SET PROBLEM:
Gather every line of the records below that contains the string "wheel", and copy each one in full.

Records from a collection
◆ ◆ ◆ ◆ ◆

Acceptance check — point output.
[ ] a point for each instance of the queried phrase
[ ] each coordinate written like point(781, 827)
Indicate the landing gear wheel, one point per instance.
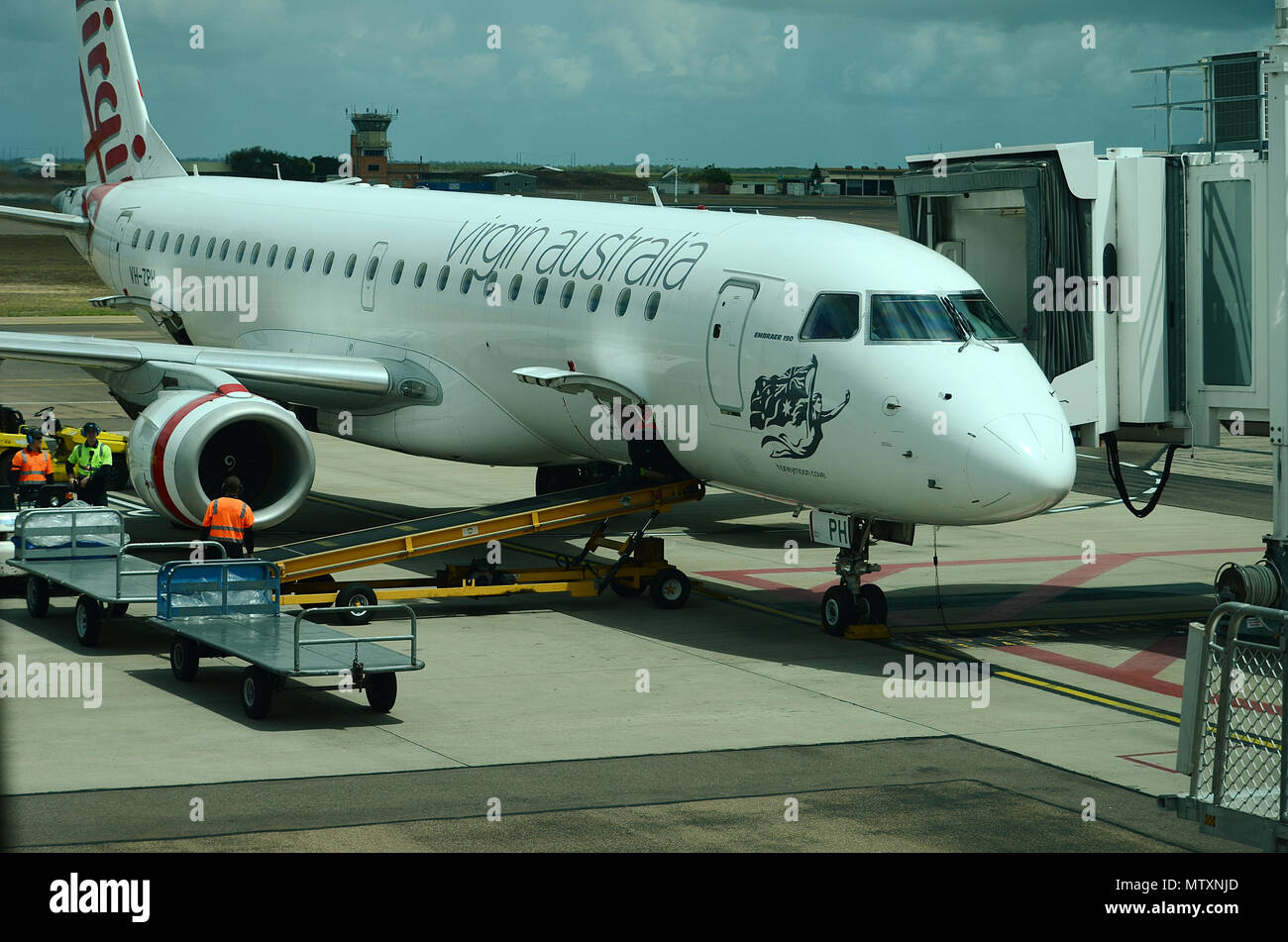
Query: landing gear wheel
point(257, 692)
point(38, 596)
point(89, 620)
point(877, 607)
point(838, 610)
point(184, 658)
point(626, 590)
point(381, 691)
point(356, 597)
point(669, 588)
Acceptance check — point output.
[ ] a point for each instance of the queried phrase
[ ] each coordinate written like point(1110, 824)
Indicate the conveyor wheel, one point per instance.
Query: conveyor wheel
point(356, 597)
point(669, 588)
point(257, 692)
point(184, 658)
point(877, 607)
point(838, 610)
point(381, 691)
point(89, 620)
point(38, 596)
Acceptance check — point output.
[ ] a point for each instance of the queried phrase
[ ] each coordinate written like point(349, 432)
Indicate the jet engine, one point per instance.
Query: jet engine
point(185, 443)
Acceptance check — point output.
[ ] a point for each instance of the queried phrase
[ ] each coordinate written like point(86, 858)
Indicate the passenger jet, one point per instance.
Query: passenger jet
point(820, 365)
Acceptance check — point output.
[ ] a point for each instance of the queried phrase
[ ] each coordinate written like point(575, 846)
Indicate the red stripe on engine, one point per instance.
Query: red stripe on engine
point(159, 456)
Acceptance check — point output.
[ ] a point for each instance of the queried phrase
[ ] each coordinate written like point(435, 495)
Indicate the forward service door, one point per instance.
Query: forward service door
point(372, 273)
point(724, 344)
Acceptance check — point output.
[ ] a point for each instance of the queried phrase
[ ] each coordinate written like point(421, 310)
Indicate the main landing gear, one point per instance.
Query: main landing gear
point(850, 602)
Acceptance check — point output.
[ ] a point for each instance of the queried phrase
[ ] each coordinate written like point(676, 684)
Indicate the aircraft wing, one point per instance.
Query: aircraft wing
point(263, 368)
point(20, 222)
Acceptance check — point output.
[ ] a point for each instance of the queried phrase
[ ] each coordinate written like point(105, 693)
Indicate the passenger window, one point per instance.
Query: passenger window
point(651, 308)
point(912, 317)
point(832, 317)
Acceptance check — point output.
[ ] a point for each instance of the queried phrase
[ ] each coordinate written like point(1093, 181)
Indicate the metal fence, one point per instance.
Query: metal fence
point(1232, 740)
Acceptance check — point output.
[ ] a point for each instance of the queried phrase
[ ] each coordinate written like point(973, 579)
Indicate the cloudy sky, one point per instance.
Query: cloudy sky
point(698, 81)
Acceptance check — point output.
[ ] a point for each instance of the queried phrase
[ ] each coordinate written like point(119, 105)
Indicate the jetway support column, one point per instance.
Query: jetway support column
point(1276, 255)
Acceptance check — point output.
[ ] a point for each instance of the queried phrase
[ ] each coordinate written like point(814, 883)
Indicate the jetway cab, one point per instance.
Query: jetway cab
point(1141, 282)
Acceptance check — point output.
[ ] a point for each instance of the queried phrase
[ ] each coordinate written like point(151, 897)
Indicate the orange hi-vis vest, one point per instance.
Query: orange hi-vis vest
point(33, 468)
point(228, 519)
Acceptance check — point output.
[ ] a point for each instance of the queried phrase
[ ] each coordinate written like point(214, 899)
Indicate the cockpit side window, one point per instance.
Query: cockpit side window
point(984, 319)
point(833, 317)
point(912, 317)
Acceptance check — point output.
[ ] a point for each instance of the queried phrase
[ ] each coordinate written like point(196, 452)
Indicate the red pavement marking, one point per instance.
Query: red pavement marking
point(1051, 588)
point(1131, 757)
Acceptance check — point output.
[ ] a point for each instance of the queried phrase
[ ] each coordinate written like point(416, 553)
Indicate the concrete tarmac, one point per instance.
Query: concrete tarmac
point(539, 701)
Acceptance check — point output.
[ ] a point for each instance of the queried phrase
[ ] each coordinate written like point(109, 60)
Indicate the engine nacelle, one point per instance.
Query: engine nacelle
point(185, 443)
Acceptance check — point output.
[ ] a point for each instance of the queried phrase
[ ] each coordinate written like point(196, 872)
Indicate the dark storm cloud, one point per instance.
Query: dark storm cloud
point(694, 80)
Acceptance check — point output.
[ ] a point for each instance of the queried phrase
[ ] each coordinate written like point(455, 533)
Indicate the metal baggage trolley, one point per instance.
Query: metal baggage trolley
point(232, 607)
point(85, 552)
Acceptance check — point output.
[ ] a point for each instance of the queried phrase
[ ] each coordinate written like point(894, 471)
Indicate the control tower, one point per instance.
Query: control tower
point(369, 145)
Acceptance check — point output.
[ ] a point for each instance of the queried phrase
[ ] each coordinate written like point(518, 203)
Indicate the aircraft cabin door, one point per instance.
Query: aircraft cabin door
point(724, 343)
point(123, 226)
point(370, 274)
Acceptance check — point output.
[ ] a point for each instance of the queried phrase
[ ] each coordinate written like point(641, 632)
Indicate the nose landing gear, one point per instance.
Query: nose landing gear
point(851, 607)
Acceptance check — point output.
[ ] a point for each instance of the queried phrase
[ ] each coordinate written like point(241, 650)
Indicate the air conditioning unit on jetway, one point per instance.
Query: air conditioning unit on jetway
point(1128, 275)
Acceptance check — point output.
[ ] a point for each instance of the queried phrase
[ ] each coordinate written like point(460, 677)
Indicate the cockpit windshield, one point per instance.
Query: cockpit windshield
point(983, 319)
point(912, 317)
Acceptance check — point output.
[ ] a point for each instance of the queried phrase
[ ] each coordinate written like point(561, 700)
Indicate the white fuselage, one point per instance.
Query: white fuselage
point(926, 431)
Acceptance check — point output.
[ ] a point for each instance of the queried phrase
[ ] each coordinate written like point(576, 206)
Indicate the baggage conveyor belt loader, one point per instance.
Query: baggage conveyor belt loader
point(308, 569)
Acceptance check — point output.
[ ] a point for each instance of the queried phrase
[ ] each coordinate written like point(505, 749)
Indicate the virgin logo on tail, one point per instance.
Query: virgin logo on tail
point(104, 125)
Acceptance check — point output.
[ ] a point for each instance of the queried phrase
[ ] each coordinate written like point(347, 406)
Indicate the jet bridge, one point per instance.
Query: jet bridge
point(1153, 289)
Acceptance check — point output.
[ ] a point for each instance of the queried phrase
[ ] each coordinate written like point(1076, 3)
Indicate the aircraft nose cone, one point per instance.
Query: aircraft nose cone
point(1020, 464)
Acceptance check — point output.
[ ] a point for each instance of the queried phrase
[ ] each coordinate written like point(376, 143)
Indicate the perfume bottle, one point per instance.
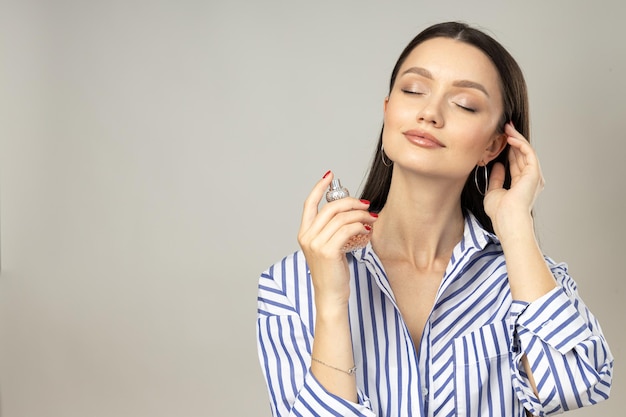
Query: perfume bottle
point(335, 192)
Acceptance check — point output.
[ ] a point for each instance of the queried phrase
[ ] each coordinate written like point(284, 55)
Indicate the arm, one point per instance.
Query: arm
point(561, 360)
point(284, 341)
point(564, 349)
point(306, 386)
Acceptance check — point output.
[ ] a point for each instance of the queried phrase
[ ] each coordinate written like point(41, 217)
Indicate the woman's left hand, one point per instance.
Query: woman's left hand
point(506, 208)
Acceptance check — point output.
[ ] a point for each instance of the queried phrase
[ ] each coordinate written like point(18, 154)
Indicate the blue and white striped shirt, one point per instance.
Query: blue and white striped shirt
point(469, 359)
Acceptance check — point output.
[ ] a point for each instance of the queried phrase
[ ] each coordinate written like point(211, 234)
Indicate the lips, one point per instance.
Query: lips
point(423, 139)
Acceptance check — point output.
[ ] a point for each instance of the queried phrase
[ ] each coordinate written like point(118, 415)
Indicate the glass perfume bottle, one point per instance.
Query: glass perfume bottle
point(335, 192)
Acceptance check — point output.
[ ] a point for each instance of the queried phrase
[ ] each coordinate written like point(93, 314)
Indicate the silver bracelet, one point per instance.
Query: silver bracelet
point(351, 371)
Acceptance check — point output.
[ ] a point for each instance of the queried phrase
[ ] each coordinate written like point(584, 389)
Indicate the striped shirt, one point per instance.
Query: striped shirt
point(469, 358)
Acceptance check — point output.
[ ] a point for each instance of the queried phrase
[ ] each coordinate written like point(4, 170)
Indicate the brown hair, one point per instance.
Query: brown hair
point(515, 109)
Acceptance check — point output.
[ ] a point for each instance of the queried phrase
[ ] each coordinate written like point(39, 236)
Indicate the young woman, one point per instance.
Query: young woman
point(451, 308)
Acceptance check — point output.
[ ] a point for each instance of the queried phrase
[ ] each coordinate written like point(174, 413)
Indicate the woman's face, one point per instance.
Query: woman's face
point(441, 116)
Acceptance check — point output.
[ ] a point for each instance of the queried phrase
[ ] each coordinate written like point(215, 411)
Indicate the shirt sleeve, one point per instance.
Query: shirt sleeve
point(284, 346)
point(569, 357)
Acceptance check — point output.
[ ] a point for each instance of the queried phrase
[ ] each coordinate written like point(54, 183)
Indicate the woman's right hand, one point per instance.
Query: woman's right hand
point(323, 233)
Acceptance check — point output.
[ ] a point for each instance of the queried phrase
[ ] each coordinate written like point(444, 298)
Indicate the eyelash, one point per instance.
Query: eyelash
point(467, 108)
point(417, 93)
point(412, 92)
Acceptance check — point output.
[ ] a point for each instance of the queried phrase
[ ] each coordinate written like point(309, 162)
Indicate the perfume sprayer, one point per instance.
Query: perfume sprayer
point(336, 192)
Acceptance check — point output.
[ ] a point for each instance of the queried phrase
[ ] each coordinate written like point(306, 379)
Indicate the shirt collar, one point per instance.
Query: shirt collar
point(474, 236)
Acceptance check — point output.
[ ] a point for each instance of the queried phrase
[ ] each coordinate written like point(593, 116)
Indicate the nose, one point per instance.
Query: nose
point(430, 113)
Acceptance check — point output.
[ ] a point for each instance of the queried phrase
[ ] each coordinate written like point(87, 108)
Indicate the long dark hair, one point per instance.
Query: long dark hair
point(515, 109)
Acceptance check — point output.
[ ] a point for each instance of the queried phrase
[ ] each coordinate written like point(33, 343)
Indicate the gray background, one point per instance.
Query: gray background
point(155, 156)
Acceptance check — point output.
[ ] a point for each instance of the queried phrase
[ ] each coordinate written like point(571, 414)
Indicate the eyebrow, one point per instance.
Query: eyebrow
point(459, 83)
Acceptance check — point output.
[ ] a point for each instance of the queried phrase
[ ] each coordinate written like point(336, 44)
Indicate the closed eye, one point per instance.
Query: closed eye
point(469, 109)
point(419, 93)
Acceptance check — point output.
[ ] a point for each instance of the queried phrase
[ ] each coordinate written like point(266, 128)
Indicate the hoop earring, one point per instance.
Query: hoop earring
point(486, 179)
point(382, 156)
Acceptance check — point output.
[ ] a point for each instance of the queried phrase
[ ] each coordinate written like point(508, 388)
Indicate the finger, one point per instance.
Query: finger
point(337, 214)
point(312, 202)
point(340, 229)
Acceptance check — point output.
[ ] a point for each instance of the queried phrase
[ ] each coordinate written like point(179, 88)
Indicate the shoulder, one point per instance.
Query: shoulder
point(287, 278)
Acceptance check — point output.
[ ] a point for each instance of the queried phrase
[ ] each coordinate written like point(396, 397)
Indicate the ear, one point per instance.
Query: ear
point(495, 146)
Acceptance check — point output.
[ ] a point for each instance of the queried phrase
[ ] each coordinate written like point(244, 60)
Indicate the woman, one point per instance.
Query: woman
point(451, 309)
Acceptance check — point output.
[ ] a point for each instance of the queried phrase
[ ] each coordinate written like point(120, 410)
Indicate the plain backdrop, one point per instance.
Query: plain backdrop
point(154, 157)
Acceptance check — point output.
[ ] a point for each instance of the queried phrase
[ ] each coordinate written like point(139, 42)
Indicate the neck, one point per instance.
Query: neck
point(422, 222)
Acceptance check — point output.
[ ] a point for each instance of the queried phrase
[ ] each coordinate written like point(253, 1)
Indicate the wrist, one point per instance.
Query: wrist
point(331, 310)
point(515, 227)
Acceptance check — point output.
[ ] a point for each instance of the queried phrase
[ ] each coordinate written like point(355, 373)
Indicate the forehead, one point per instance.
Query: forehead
point(451, 60)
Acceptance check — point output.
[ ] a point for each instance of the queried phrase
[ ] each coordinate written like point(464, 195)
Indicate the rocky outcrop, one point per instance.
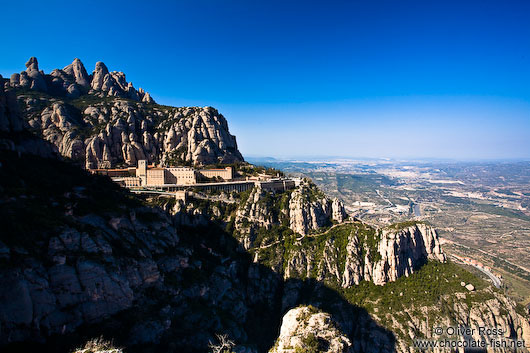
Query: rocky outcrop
point(73, 81)
point(304, 209)
point(85, 253)
point(13, 135)
point(310, 209)
point(102, 121)
point(32, 78)
point(367, 254)
point(309, 330)
point(102, 135)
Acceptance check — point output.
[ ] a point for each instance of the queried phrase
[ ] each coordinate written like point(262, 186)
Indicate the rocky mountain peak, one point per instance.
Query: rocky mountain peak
point(78, 71)
point(103, 121)
point(32, 64)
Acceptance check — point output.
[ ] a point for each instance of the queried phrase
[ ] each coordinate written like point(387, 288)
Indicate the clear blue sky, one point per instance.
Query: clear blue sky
point(351, 78)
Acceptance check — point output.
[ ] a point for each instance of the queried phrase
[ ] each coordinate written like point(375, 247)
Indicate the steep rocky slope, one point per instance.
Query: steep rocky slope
point(102, 121)
point(76, 251)
point(307, 329)
point(303, 210)
point(81, 258)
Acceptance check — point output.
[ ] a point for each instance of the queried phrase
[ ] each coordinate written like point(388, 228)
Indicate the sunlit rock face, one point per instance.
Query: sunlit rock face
point(102, 121)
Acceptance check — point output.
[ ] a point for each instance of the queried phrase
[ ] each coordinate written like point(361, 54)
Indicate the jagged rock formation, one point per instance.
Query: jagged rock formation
point(95, 256)
point(13, 135)
point(365, 254)
point(73, 81)
point(78, 253)
point(310, 209)
point(308, 329)
point(304, 209)
point(102, 121)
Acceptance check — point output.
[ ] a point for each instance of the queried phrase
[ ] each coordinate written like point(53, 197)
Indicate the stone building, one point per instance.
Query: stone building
point(223, 173)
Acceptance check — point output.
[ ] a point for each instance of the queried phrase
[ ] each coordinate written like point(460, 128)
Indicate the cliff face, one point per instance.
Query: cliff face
point(303, 210)
point(310, 209)
point(351, 253)
point(79, 253)
point(13, 135)
point(80, 257)
point(307, 329)
point(103, 121)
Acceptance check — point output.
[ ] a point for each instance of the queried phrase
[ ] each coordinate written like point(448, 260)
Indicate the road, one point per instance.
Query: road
point(496, 280)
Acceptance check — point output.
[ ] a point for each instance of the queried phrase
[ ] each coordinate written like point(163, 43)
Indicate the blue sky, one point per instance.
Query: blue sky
point(403, 79)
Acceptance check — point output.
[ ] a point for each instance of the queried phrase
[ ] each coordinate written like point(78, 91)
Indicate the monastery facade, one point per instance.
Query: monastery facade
point(149, 175)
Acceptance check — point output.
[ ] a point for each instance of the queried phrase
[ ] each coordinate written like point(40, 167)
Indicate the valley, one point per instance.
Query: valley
point(480, 209)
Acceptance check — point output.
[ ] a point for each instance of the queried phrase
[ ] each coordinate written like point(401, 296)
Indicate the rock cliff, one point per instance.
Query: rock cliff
point(348, 254)
point(303, 210)
point(81, 258)
point(13, 133)
point(307, 329)
point(102, 121)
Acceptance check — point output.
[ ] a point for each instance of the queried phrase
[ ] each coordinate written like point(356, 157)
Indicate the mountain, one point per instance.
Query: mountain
point(82, 258)
point(102, 121)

◆ ◆ ◆ ◆ ◆

COMPLETE ANSWER:
Indicate the landing gear wheel, one point per instance.
Query: landing gear wheel
Indicate the conveyor wheel, one point per instance.
Query: conveyor wheel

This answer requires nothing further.